---- DATASET RECORDS
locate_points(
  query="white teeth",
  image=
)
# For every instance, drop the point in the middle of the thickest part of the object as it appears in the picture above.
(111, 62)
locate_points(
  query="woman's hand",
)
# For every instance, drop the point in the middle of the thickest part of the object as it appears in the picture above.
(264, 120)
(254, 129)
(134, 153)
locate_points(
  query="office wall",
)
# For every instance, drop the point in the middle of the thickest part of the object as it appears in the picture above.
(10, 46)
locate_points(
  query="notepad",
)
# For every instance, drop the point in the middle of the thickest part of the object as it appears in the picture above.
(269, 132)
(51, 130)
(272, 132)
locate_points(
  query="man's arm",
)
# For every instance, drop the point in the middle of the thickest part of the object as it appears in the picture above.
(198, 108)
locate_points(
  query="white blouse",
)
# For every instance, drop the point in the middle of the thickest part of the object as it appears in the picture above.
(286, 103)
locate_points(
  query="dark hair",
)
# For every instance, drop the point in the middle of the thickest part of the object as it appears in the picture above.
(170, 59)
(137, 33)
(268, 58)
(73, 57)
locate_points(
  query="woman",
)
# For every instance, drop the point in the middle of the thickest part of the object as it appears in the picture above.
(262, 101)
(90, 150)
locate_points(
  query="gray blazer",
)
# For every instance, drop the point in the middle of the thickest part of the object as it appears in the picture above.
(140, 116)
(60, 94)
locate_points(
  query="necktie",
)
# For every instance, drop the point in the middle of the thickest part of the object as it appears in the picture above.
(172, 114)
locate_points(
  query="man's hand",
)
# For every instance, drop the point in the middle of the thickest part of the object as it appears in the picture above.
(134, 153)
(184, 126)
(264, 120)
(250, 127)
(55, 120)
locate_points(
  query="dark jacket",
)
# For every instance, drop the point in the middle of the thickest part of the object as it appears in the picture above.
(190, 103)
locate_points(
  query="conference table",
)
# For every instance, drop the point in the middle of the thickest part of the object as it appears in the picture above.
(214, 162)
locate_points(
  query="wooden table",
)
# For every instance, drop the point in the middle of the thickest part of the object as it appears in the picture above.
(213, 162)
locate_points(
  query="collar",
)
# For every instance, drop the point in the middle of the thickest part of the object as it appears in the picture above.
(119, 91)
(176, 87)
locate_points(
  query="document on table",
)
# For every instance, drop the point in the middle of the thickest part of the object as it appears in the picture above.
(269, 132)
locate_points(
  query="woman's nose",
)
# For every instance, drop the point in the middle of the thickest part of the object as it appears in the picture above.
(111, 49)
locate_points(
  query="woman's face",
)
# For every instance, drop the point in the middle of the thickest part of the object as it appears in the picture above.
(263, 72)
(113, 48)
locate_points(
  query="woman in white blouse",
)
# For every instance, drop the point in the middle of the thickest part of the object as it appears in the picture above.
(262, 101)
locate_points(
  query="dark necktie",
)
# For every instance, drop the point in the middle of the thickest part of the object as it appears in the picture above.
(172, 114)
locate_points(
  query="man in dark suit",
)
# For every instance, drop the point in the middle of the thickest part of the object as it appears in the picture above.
--------
---- DATASET RECORDS
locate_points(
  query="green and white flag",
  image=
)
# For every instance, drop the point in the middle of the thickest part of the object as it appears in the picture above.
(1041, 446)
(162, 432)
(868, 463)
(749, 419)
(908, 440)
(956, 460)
--------
→ YOUR TASK: Collect every line in the material above that contains the string "white", copying each line in full. Matches must have the same case.

→ RIGHT ANSWER:
  query="white teeth",
  query="white blouse",
  query="woman in white blouse",
  query="green and white flag",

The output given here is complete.